=== Supplied records ===

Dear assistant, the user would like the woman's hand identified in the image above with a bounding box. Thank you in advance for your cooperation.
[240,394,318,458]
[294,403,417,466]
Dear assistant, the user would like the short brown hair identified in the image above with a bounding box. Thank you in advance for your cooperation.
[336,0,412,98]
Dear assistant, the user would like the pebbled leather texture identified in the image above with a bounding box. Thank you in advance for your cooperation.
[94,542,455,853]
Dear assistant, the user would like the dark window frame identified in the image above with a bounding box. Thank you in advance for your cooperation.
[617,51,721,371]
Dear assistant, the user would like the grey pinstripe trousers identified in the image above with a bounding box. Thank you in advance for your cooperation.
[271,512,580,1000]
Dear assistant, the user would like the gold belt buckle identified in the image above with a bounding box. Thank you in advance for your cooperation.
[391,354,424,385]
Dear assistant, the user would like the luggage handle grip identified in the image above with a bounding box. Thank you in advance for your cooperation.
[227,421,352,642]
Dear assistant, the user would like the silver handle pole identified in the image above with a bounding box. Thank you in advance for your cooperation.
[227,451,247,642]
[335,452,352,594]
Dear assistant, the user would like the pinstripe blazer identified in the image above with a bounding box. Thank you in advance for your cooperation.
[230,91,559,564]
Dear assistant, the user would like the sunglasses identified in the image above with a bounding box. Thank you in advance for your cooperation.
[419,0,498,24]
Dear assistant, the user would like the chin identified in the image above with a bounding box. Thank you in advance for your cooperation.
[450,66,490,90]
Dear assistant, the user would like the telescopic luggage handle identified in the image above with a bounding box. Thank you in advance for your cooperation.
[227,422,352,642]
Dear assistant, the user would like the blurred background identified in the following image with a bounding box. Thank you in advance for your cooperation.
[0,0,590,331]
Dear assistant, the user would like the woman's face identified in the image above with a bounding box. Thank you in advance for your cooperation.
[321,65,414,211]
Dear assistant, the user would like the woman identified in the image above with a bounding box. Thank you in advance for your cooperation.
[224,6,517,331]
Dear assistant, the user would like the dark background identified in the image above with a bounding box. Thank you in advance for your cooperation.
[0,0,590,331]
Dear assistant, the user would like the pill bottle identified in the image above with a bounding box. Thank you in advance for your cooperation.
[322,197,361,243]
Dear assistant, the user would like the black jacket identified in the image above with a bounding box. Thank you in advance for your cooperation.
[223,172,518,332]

===

Recast the items above as a two-column CSV with the headers "item_text" and "answer", one row per item. Put each item's text and its answer in one quoted field each, turning line breaks into spaces; where an item has more than one answer, put them all together in its single answer field.

» In response
item_text,answer
"Dear assistant, the user would like the woman's hand identified in the image above with a bounding box. Thank you in advance for your cooperation.","[240,394,318,458] [294,403,417,466]"
"Dear assistant, the user would like the short brown hair identified in the image above with a bounding box. Thank you in advance for your cooperation.","[336,0,412,98]"
"Dear assistant, the user would like the pebbled leather texture identified in the image above with a bounding box. Thank you in advance for your cooperation.","[94,542,455,853]"
"Dear assistant, the user would like the dark window frame identified in the image above with a bounding box. Thank you in advance for your cooperation.","[617,51,721,371]"
"Dear assistant, the user would like the grey pinstripe trousers identified in the image above with a bounding box. Thank you in advance for your cooperation.","[271,512,580,1000]"
"Dear assistant, the user would like the gold belt buckle identified in the image above with a bounding box. Thank you in advance for your cooperation.","[391,354,424,385]"
"Dear assistant, the user would like the luggage handle grip identified in the image above with a bounding box. Thank you in advance for your cooperation.","[227,421,352,642]"
"Dear assistant, the user would like the silver handle pole identified in the image above with a bounding box. Thank you in advance for your cooperation.","[227,451,247,642] [335,452,352,594]"
"Dear assistant, the user would like the pinstripe blazer identified in the image above with a bounding box. Thank you in advance for your cooperation.","[230,91,559,564]"
"Dear assistant, the user would like the sunglasses identified in the image above with a bounding box. Thank you in advance for your cooperation.","[419,0,498,24]"
"Dear assistant, the user would like the chin identified in the image above with a bounding box. Thank you in advance for your cooperation.","[450,66,490,90]"
"Dear assistant, the user would like the telescopic luggage handle identified in the image above with a bounding box. Thank you in advance for your cooperation.","[227,422,352,642]"
"Dear assistant, the user would like the blurred background identified in the following image with a bounding box. Thank you in advance for your cooperation.","[0,0,590,331]"
"Dear assistant, the user would like the woman's face identified in the image above with a bounding box. Thank you in advance for your cooperation.","[321,65,414,211]"
"Dear assistant, the user would like the woman identified in the image above with a bounding box. Thank you in advance for your cooperation.","[224,6,517,331]"
"Dear assistant, the user would like the dark background identified in the image above with a bounding box. Thank you in advance for your cooperation.","[0,0,590,331]"
"Dear assistant, the user would like the pill bottle identified in the image above with a bounding box. Thank you in advance for your cooperation.","[322,197,361,243]"
"Dear assistant, the user would like the black jacket identified in the image above with a bounding box. Thank you in advance for your cooperation.","[223,172,518,332]"